- **Task goal**
Scale the items below from the start through the line containing "point(408, 290)", inclusive, and give only those lines again with the requests kept. Multiply each pixel coordinate in the answer points by 1.4 and round to whole numbers, halves up; leave the requests and their sample points unchanged, and omit the pictures.

- **Supplied records**
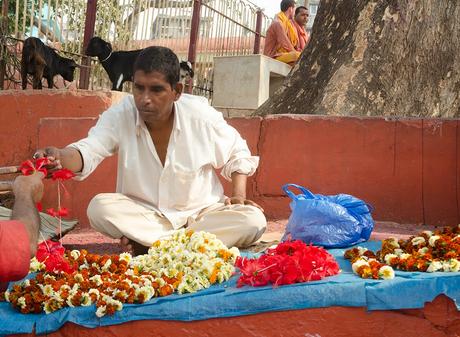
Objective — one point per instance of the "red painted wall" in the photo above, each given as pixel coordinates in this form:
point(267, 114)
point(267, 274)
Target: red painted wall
point(408, 169)
point(20, 113)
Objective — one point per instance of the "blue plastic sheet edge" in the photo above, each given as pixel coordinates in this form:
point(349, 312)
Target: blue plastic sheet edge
point(408, 290)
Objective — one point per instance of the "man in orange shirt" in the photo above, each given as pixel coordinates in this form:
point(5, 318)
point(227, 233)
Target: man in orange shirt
point(19, 236)
point(281, 36)
point(299, 22)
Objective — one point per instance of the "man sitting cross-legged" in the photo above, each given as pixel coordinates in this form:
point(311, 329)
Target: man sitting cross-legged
point(282, 36)
point(169, 145)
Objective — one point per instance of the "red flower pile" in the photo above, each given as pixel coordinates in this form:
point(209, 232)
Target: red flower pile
point(290, 262)
point(51, 253)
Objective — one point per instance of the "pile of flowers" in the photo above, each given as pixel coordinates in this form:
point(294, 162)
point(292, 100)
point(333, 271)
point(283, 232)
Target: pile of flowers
point(366, 265)
point(426, 252)
point(290, 262)
point(186, 262)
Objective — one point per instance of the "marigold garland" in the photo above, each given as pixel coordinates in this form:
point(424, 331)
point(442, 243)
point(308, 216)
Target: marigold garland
point(426, 252)
point(187, 262)
point(290, 262)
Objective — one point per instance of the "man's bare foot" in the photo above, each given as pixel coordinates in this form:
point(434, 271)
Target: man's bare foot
point(133, 247)
point(126, 245)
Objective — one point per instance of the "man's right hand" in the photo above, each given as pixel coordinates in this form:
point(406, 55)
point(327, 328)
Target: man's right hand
point(53, 154)
point(29, 186)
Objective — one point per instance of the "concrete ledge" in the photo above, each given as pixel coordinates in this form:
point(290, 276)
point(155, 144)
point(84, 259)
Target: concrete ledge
point(246, 81)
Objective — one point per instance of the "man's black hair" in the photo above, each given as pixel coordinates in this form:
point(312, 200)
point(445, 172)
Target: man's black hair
point(285, 4)
point(297, 10)
point(160, 59)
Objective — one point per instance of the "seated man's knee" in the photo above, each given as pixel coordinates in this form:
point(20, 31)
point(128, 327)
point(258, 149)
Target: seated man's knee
point(98, 207)
point(255, 219)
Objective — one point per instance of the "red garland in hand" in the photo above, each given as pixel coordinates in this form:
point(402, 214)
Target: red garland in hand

- **The solution**
Objective — one point per instance of the "red painted wall" in the photo above, each given as pixel coordinates in this form:
point(267, 114)
point(267, 274)
Target: red painted wall
point(571, 237)
point(28, 158)
Objective — one point per instance of the "blue plastic sheet edge" in the photo above, each given as pixel coordinates in this form:
point(349, 312)
Target: blue plastic sheet edge
point(571, 406)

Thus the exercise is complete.